### What you should do
Which lines of the data contain the string "building"? Show each of them.

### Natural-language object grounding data
++++++++++++++++++++

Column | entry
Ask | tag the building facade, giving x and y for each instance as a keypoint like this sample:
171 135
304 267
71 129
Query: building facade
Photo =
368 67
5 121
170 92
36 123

++++++++++++++++++++

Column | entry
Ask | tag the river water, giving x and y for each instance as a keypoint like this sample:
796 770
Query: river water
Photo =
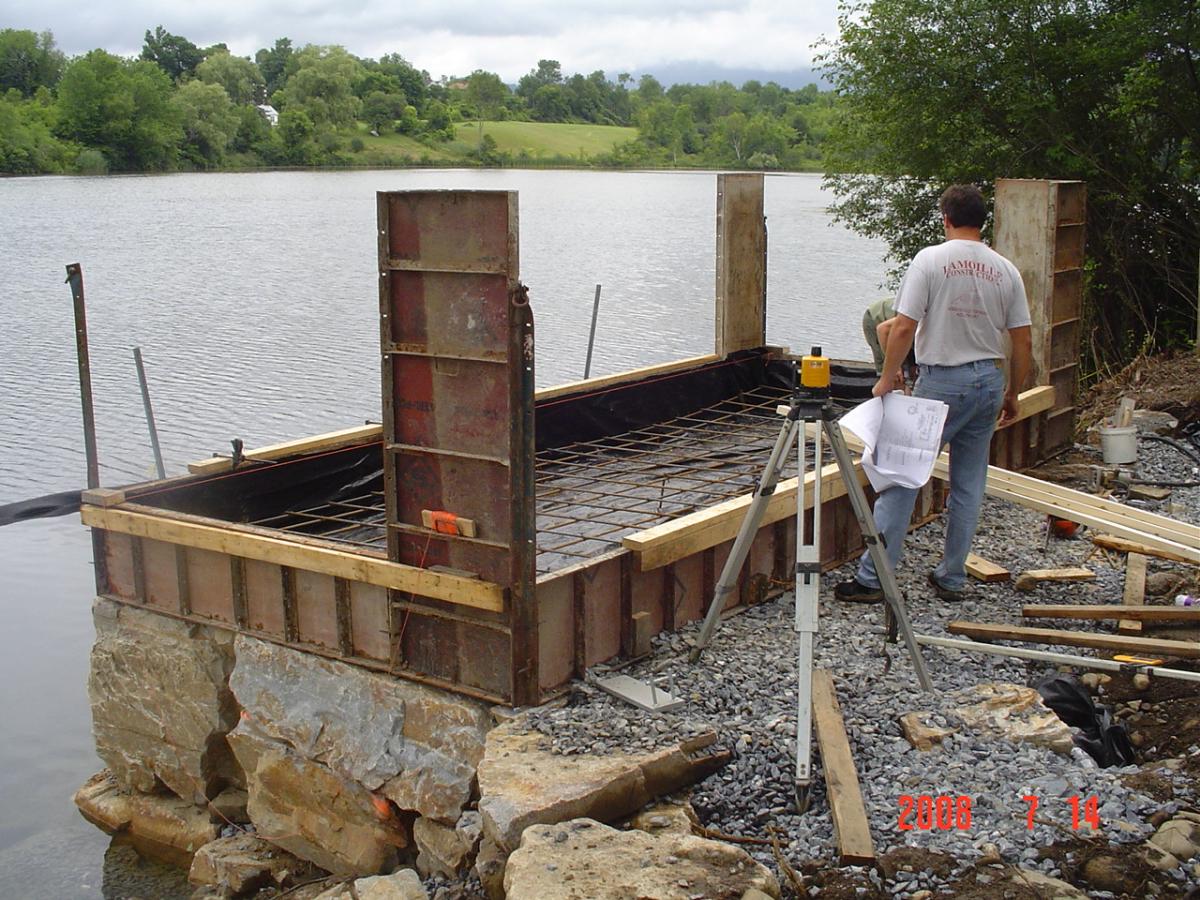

++++++++++++++++++++

### Exercise output
Ask | tag the building facade, giving x and y for each instance as a keypoint like this sample:
Query: building facade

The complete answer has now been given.